* [AIM OF THE TASK]: Your answer should be the records, copied exactly, with the pictures removed.

(Stored dataset items)

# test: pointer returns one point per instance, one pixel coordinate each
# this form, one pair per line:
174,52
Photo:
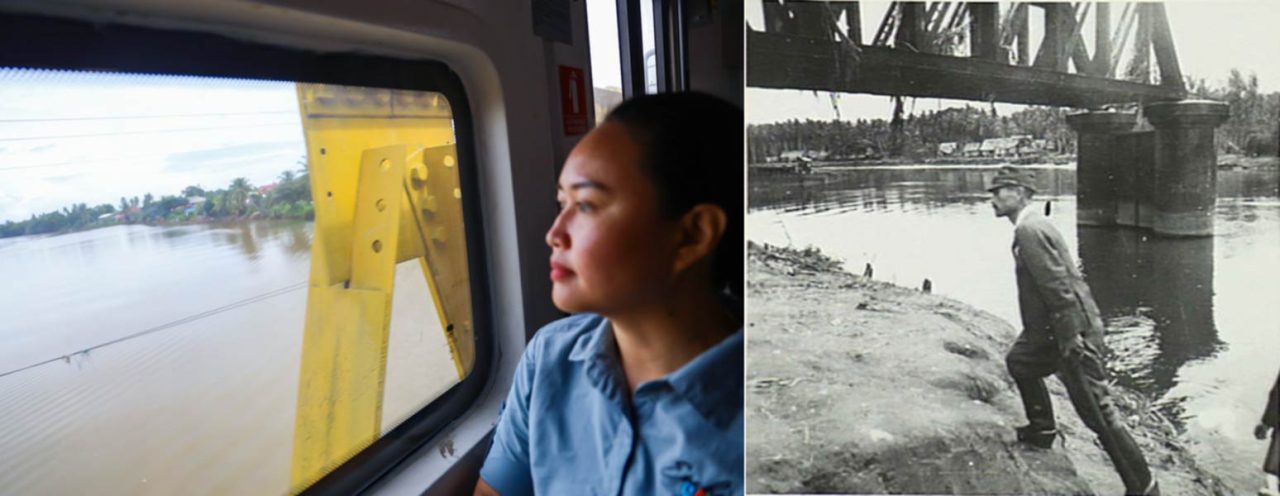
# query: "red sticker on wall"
572,100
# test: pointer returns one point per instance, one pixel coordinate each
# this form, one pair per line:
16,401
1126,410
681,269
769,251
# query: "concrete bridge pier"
1184,188
1100,185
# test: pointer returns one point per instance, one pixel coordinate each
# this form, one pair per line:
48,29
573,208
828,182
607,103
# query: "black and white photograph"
1013,247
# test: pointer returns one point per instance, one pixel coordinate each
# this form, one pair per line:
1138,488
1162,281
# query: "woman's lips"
560,272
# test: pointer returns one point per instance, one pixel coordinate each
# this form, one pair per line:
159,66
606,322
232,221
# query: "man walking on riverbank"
1061,334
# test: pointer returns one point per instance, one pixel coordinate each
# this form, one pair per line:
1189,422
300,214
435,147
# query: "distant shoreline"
164,224
1224,161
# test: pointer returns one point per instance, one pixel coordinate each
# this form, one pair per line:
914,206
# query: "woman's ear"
700,230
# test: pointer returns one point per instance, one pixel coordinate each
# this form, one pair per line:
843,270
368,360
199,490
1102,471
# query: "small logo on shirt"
681,476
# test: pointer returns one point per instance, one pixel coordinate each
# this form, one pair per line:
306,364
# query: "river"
164,359
1193,322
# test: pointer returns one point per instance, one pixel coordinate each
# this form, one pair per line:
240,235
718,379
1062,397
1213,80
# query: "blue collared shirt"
570,426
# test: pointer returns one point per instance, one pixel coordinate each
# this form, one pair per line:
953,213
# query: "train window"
650,46
227,279
602,23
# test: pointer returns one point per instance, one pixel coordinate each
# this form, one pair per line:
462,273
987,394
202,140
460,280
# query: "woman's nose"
556,235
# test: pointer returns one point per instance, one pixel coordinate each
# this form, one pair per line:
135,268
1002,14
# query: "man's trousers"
1084,376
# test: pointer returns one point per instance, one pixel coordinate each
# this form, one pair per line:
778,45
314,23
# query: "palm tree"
237,193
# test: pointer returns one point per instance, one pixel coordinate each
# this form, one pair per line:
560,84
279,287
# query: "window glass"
197,271
650,55
602,22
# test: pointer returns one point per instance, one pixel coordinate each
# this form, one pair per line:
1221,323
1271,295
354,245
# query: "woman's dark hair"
693,148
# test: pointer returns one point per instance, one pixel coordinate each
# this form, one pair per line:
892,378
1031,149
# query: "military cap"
1010,175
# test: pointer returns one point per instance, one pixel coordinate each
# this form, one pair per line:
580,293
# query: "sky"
1211,38
92,138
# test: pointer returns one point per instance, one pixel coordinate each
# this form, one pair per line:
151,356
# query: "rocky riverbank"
867,387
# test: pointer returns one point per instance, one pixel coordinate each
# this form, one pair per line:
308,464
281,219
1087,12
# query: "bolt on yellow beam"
385,188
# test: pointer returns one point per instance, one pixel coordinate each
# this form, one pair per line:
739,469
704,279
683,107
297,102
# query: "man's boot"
1037,436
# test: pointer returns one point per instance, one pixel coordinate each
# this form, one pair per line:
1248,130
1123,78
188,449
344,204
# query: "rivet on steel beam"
419,175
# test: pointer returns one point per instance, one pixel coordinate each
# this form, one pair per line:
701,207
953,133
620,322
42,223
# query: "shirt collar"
1025,212
712,382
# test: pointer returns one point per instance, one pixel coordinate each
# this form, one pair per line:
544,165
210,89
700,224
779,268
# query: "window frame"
51,42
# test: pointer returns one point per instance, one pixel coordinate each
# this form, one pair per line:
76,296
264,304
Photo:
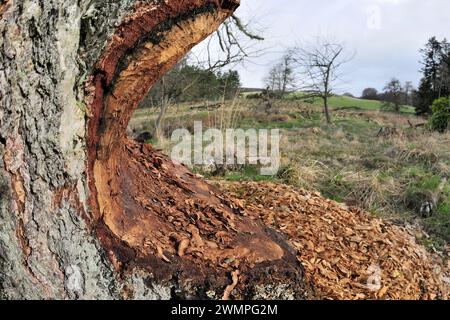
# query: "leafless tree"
281,77
393,94
231,44
319,67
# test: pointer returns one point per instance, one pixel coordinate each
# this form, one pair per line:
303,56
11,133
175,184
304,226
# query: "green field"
390,176
350,103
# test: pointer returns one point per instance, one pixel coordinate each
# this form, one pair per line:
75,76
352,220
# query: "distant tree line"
394,95
435,82
186,82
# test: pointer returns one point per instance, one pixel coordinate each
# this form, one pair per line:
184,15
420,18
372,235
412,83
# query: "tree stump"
85,212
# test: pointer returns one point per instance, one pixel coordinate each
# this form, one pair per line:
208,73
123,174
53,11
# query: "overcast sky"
385,34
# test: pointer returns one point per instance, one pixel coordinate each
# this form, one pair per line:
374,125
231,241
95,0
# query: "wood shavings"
230,288
345,249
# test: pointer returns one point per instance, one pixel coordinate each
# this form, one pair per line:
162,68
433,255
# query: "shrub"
440,120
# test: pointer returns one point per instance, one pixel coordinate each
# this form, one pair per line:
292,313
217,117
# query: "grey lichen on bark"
46,251
48,51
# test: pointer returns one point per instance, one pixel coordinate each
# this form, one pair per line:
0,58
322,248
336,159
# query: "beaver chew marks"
152,214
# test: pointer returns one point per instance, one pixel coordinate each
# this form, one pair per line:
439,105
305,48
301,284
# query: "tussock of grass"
390,176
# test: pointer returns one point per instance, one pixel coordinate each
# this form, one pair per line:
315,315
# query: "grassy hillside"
351,103
392,175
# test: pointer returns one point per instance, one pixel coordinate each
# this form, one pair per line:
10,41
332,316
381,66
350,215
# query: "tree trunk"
86,213
326,110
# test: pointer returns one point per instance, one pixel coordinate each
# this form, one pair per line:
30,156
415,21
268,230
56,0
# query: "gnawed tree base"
86,213
158,216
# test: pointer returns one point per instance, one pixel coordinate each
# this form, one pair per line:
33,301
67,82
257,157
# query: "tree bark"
86,213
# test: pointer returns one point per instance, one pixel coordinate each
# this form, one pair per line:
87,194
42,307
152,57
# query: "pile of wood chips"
347,253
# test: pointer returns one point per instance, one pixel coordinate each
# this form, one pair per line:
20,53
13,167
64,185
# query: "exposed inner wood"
150,212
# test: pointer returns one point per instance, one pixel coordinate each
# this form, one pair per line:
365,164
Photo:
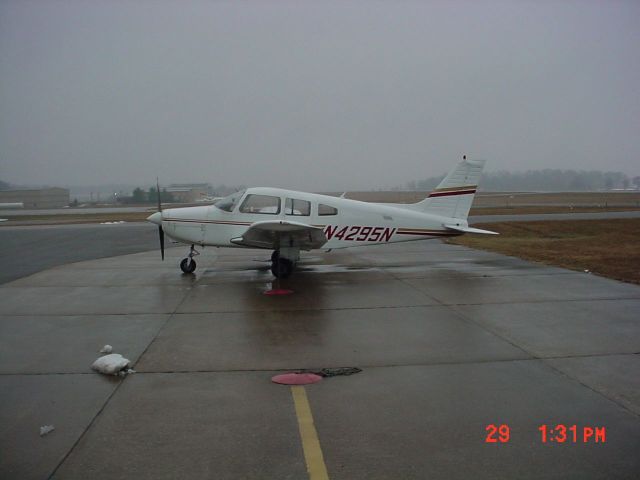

* [RESPONSE]:
# test: pointer returns one point per instance, one pixel coordinate each
# this form, one pair per line:
174,52
Photo:
# query: "red sticker on wall"
572,100
# test: pointer returns one point per instance, one pixel coordinate each
# this form, one pair per line:
16,401
1126,410
681,269
769,251
# query: "concrete bridge pier"
1184,188
1100,185
# test: pointer returns one point per instance, one pixel coordinate each
# this form, one pair per line:
48,29
573,208
828,182
607,103
# query: "black and white photograph"
1013,247
# test: pointer returns one point per instance, one pixel coordinate each
# this form, one pair per line:
1138,488
1162,281
# query: "woman's lips"
560,272
# test: pointer returns one point per instance, one pixel coordinate each
# this form, one pair per line:
159,66
606,322
232,221
# query: "man walking on riverbank"
1061,334
# test: pointer returns one point per instance, one pixel coordinate each
# this form, one pair per line:
1189,422
300,214
435,147
# query: "distant shoreline"
164,224
1224,161
# test: pointer returns one point per instance, one pixel coordinate each
# this form, one pair per line:
914,206
# query: "woman's ear"
700,230
# test: pointer returns one point per instance, one pixel coordinate each
# this form, one pair per line:
843,270
368,360
199,490
1102,471
# query: "small logo on shirt"
681,476
# test: pointer returns one point per instance, one pixel coordinate each
# this form, one pair per line:
306,364
# query: "river"
164,359
1193,322
# test: pointer returns one point per instance, one pixel coordinate each
# this form, one pair per line:
240,235
718,379
1062,397
1213,80
# query: "blue collared shirt"
570,426
# test: pointer returns one point per instance, one pixel coordinate each
# this form, one pair per line:
953,213
# query: "train window"
650,46
227,279
602,23
# test: pointer returns one point per instance, one pixel coordinate each
# this form, one pair per line:
462,273
987,394
202,140
460,280
# query: "woman's nose"
556,235
# test: pointer returns one point per instance, one pixel coordinate each
# this form, one pair per line:
135,268
1002,14
# query: "man's trousers"
1084,376
# test: pointer returns one point per instance, one pixel coordinate each
# this form, one pair per line:
778,45
314,23
# query: "palm tree"
237,193
# test: pointer returns one point per instance, one pixel coordinate each
# this form, one pair per line:
560,84
279,287
# query: "window glass"
197,271
650,55
602,22
# test: pointer returns one point per instance, one pixel coordinate each
# this form, one pair per line:
1221,323
1271,295
354,245
# query: "woman's dark hair"
693,148
# test: pointer returns one point per instance, one pixel coordinate each
# this form, one pair per line:
892,378
1031,149
# query: "military cap"
1010,175
# test: pointer returns one point per instance, one pixel coordinate each
# this form, one pair per line:
580,293
# query: "sky"
1211,38
92,138
# test: pointer returns one point per instance, one pixel coordinate each
# this form, one pair per line:
151,356
# query: "rocky riverbank"
867,387
# test: pointer returns one point per instance, one pixel coordinate each
# this form, one pair per line:
308,464
281,219
1087,12
# query: "bolt on yellow beam"
385,188
# test: pointer returns one point per instance, one pixel coordinate each
# this form, one pair per line:
739,469
704,279
683,107
297,102
# query: "man's boot"
1037,436
# test: pointer returns one point per instance, one pixel coordinate each
# this form, one pair per line:
1248,130
1123,78
188,449
344,204
# query: "rivet on steel beam"
419,175
# test: pointer returns one point per instance, one pixel coordinate each
# this form, one pair per line:
701,207
953,133
620,322
42,223
# query: "shirt collar"
1025,212
712,382
# test: pointer returns one point per instance, one pixel coordinate each
# this form, one pair per line:
544,165
210,89
700,224
779,268
# query: "window frame"
51,42
# test: pointer returns one point per instance, one pixel coordinate each
# this form, one pair per line:
76,296
264,304
Photo:
# query: "leafless tree"
281,77
393,94
231,44
319,67
# test: pointer returns one point per instance, one pixel coordinate each
# this form, one pair per line:
303,56
11,133
175,184
304,226
# query: "green field"
390,176
350,103
# test: pointer returns one point per instance, one pixel coordinate each
# this form, one pair per line:
75,76
352,220
# query: "distant tree line"
394,95
435,82
186,82
# test: pointer returns one point per instance, one pixel coordinate each
# this form, one pair per line:
184,15
420,18
372,235
412,83
# query: "tree stump"
85,212
# test: pointer returns one point per instance, one pixel coordinate each
# this form, one pair per line:
208,73
123,174
53,11
# query: "overcast sky"
385,34
# test: pointer returns one point per instance, one pixel coordinate each
# this form, one pair per line:
374,125
231,241
95,0
# query: "wood shavings"
230,288
345,249
# test: pointer returns one point per instance, one pixel coordinate each
# this form, one pair per line:
162,68
433,255
# query: "shrub"
440,120
# test: pointer returns one point per instance, one pixel coordinate each
# this form, one pair per line:
292,313
217,117
# query: "grey lichen on bark"
46,251
48,51
# test: pointer returns one point per instance, one pixel coordinate each
# this form, one pair per line:
0,58
322,248
336,159
# query: "beaver chew marks"
152,214
# test: pointer returns one point per instance, one pixel coordinate each
# this form, one pair per line:
439,105
305,48
301,284
# query: "tussock of grass"
390,176
# test: pointer returns one point per instance, one pixel coordinate each
# this form, one pair per line:
315,315
# query: "grassy hillside"
351,103
392,175
# test: pointer returns one point per instance, one pixel coordinate each
# this form, one pair per line:
10,41
332,316
381,66
350,215
# query: "tree trunk"
86,213
326,110
# test: pointer returns one point per instance, one pixel coordinate each
# this form, one pair per line:
30,156
415,21
268,230
56,0
# query: "gnawed tree base"
86,213
158,216
# test: pointer returns one point per instance, one pixel coordinate each
# this form, one pair per line:
33,301
67,82
257,157
# query: "tree bark"
86,213
# test: pointer returns one point per instance, one pixel coordinate each
# this form, one pair per line:
87,194
42,307
152,57
# query: "pile of wood chips"
347,253
# test: pointer returns one point per instance, one pixel coordinate each
# this form, one pair per line:
20,53
13,167
64,185
# query: "exposed inner wood"
150,212
# test: pointer returns one point per instance, one pixel coordinate each
# this form, one pair per line:
365,164
Photo:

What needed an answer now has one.